Work required
Please write out all of the entries without altering anything.

##### Records provided #####

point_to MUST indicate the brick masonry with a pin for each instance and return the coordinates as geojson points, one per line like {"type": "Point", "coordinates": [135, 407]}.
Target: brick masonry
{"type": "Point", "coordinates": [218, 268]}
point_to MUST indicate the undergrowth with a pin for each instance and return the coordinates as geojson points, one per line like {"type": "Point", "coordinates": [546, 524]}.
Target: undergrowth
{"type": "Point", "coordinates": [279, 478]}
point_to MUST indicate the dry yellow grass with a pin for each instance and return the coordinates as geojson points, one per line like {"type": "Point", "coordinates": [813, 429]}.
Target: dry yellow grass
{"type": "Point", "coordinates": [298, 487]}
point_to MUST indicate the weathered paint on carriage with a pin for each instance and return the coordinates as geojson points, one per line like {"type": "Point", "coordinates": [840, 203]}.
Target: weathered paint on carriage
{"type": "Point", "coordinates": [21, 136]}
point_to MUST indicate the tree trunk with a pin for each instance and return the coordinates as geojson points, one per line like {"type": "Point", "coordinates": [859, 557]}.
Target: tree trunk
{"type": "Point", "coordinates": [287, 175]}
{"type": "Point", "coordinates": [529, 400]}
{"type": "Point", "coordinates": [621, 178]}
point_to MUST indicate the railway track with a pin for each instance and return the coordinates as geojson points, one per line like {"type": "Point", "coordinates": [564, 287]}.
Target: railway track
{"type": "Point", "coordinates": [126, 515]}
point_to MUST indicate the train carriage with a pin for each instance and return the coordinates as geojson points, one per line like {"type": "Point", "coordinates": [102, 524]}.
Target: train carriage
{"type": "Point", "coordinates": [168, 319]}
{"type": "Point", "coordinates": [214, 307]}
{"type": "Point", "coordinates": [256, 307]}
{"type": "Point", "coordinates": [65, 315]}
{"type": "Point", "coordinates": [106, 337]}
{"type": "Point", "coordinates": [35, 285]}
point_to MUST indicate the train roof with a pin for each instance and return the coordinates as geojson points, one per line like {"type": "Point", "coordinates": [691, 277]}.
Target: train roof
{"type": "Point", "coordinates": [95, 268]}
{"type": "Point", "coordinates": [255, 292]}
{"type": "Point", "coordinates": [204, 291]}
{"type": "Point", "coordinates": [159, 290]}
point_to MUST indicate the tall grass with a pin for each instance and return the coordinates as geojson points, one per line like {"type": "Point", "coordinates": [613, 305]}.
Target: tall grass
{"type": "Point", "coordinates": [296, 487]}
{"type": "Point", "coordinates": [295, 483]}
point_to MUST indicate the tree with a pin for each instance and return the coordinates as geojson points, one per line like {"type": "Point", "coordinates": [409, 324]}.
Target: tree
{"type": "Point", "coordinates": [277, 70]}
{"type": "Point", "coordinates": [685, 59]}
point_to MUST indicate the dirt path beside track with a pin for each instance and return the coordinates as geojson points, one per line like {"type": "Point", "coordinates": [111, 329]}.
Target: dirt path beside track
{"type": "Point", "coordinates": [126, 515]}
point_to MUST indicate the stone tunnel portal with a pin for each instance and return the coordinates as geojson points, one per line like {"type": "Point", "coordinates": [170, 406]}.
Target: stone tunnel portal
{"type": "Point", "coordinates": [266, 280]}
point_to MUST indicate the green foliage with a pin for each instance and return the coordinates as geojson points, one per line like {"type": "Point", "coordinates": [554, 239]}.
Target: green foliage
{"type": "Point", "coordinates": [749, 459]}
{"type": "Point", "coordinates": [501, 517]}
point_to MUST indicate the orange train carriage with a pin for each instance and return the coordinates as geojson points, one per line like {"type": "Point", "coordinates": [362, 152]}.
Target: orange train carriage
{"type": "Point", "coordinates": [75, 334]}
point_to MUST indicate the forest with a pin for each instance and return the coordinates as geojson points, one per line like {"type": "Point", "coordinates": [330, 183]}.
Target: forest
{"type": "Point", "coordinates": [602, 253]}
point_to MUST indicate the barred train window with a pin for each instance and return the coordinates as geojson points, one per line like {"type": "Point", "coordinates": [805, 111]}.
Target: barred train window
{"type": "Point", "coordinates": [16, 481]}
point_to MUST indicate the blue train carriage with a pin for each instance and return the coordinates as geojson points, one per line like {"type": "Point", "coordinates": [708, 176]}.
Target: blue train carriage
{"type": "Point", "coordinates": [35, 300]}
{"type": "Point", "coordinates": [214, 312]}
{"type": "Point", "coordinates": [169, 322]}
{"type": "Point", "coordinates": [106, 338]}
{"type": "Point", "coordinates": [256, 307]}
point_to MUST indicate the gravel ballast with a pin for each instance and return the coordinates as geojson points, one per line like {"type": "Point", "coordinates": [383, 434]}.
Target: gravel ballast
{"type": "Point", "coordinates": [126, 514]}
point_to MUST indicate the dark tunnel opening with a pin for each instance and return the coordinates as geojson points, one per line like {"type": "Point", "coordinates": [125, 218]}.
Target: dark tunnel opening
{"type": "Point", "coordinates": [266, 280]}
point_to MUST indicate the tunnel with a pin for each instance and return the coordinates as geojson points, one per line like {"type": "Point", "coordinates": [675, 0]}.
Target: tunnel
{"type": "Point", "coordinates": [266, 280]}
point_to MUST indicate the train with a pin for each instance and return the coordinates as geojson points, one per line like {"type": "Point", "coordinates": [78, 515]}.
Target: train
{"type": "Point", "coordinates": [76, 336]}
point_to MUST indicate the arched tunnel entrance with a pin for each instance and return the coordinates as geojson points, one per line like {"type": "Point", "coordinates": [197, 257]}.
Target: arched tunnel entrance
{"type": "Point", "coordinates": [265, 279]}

#####

Answer box
point_to MUST indicate the brick masonry with a pin for each instance and return the coordinates as geojson points, one per line like {"type": "Point", "coordinates": [135, 407]}.
Target: brick masonry
{"type": "Point", "coordinates": [218, 268]}
point_to MUST indicate the undergrowth with a pin for each instance and return the coordinates as geojson points, one per line like {"type": "Point", "coordinates": [546, 524]}.
Target: undergrowth
{"type": "Point", "coordinates": [279, 478]}
point_to MUST indicate the dry yellow grass with a pin for each instance and return the coordinates as geojson points, one per line like {"type": "Point", "coordinates": [813, 429]}.
Target: dry yellow grass
{"type": "Point", "coordinates": [298, 487]}
point_to MUST indicate the weathered paint on carriage with a pin for each instance and return the coordinates as geojson points, one per line like {"type": "Point", "coordinates": [840, 203]}.
Target: weathered paint on carriage
{"type": "Point", "coordinates": [21, 136]}
point_to MUST indicate the tree trunk with a pin for each instance and return the coordinates as geojson points, one per line like {"type": "Point", "coordinates": [859, 557]}.
Target: tree trunk
{"type": "Point", "coordinates": [287, 175]}
{"type": "Point", "coordinates": [529, 400]}
{"type": "Point", "coordinates": [621, 178]}
point_to MUST indicate the railway track with a pin for each instance and return the coordinates as geojson points, one per line like {"type": "Point", "coordinates": [564, 287]}.
Target: railway track
{"type": "Point", "coordinates": [126, 515]}
point_to MUST indicate the train carriage with a pin for each instance and return the coordinates as geojson points, one per line like {"type": "Point", "coordinates": [102, 524]}.
Target: train carriage
{"type": "Point", "coordinates": [168, 319]}
{"type": "Point", "coordinates": [214, 307]}
{"type": "Point", "coordinates": [256, 307]}
{"type": "Point", "coordinates": [65, 315]}
{"type": "Point", "coordinates": [106, 337]}
{"type": "Point", "coordinates": [35, 285]}
point_to MUST indicate the train roof with a pin for each instance and return the coordinates as geojson points, one per line like {"type": "Point", "coordinates": [691, 277]}.
Target: train roof
{"type": "Point", "coordinates": [95, 268]}
{"type": "Point", "coordinates": [255, 292]}
{"type": "Point", "coordinates": [204, 291]}
{"type": "Point", "coordinates": [159, 290]}
point_to MUST indicate the tall grass with a pin for each instance and return the coordinates as geojson points, one per line like {"type": "Point", "coordinates": [613, 305]}.
Target: tall grass
{"type": "Point", "coordinates": [296, 487]}
{"type": "Point", "coordinates": [295, 483]}
point_to MUST indicate the tree with a pin for each instance and return the coordinates as geojson points, one per line like {"type": "Point", "coordinates": [409, 324]}.
Target: tree
{"type": "Point", "coordinates": [277, 70]}
{"type": "Point", "coordinates": [685, 59]}
point_to MUST indicate the dirt path beside track with a pin for each instance and return the coordinates as geojson points, one per line like {"type": "Point", "coordinates": [111, 329]}.
Target: dirt path beside track
{"type": "Point", "coordinates": [126, 515]}
point_to MUST indicate the stone tunnel portal with a pin for each instance and return the coordinates as geojson points, one per line like {"type": "Point", "coordinates": [170, 406]}.
Target: stone tunnel portal
{"type": "Point", "coordinates": [266, 280]}
point_to MUST indicate the green foliage with a pin for each instance and return the coordinates as geojson points, one per line like {"type": "Point", "coordinates": [554, 239]}.
Target: green foliage
{"type": "Point", "coordinates": [749, 459]}
{"type": "Point", "coordinates": [501, 517]}
point_to MUST indicate the orange train carriage with a pin for each instance and return the coordinates as geojson points, one per line like {"type": "Point", "coordinates": [362, 152]}.
Target: orange train carriage
{"type": "Point", "coordinates": [75, 334]}
point_to MUST indicate the forest with a pin for each instance and return the coordinates as geojson points, one per line like {"type": "Point", "coordinates": [330, 183]}.
Target: forest
{"type": "Point", "coordinates": [602, 253]}
point_to MUST indicate the barred train window with a pin for each instance and return the coordinates as geojson points, one per line like {"type": "Point", "coordinates": [805, 111]}.
Target: barred train window
{"type": "Point", "coordinates": [16, 481]}
point_to MUST indicate the blue train carriage with a pin for each instance and return the coordinates as geojson points, one per line like {"type": "Point", "coordinates": [708, 176]}.
Target: blue train carriage
{"type": "Point", "coordinates": [35, 300]}
{"type": "Point", "coordinates": [214, 312]}
{"type": "Point", "coordinates": [169, 322]}
{"type": "Point", "coordinates": [106, 338]}
{"type": "Point", "coordinates": [256, 307]}
point_to MUST indicate the gravel ballast with a pin for each instance and return the coordinates as geojson points, one per line like {"type": "Point", "coordinates": [383, 434]}.
Target: gravel ballast
{"type": "Point", "coordinates": [126, 514]}
point_to MUST indicate the dark tunnel opening with a pin for each instance and return the coordinates as geojson points, one per line like {"type": "Point", "coordinates": [125, 218]}.
Target: dark tunnel opening
{"type": "Point", "coordinates": [266, 280]}
point_to MUST indicate the tunnel with a pin for each instance and return the coordinates as geojson points, one per line like {"type": "Point", "coordinates": [675, 0]}.
Target: tunnel
{"type": "Point", "coordinates": [266, 280]}
point_to MUST indicate the train with a pin for each instance and return the coordinates as geojson points, one per line like {"type": "Point", "coordinates": [78, 515]}.
Target: train
{"type": "Point", "coordinates": [76, 336]}
point_to MUST indicate the arched tunnel entrance with a pin for each instance and return the coordinates as geojson points, one per line like {"type": "Point", "coordinates": [197, 257]}.
Target: arched tunnel entrance
{"type": "Point", "coordinates": [265, 279]}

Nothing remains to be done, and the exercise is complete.